**Available data:**
Segment Open
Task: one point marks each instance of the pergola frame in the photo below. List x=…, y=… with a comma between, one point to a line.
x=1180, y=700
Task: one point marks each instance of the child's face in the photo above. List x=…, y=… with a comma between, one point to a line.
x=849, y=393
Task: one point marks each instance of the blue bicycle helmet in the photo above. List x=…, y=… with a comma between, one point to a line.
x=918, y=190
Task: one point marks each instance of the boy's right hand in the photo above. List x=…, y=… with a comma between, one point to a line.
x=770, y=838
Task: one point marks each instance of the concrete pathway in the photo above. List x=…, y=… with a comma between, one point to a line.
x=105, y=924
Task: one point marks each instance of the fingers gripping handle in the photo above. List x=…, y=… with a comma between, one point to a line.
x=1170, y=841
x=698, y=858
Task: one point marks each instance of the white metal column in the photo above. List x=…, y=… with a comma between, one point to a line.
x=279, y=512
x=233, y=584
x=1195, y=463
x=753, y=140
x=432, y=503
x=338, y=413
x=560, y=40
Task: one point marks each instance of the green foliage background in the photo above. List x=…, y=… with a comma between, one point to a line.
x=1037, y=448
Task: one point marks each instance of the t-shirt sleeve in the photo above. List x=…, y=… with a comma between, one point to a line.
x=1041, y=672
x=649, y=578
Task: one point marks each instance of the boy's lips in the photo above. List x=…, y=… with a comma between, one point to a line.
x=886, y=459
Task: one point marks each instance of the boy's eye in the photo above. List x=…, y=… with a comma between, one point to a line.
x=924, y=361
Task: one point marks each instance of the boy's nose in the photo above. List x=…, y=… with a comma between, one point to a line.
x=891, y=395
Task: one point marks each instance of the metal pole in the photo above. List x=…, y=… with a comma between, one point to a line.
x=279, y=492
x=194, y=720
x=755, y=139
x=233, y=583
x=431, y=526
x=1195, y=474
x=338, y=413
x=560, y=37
Segment Closed
**Exercise details:** Only the line containing "Task: one point marks each instance of the boy's eye" and the lines after it, through the end of the data, should be copied, exactly as they are.

**Response to this exercise:**
Task: one point marks each instance of the boy's eye in the photo above. List x=…, y=… with a comma between, one point to a line.
x=924, y=361
Task: one point marks each instance of the boy's nose in the photo above. List x=…, y=… with a comma between, one point to a line.
x=891, y=395
Task: one point marks each instance of the metal pole in the photo above. List x=…, y=… with a comma between, one point to a line.
x=279, y=492
x=194, y=720
x=755, y=139
x=233, y=583
x=431, y=526
x=1195, y=474
x=338, y=413
x=560, y=37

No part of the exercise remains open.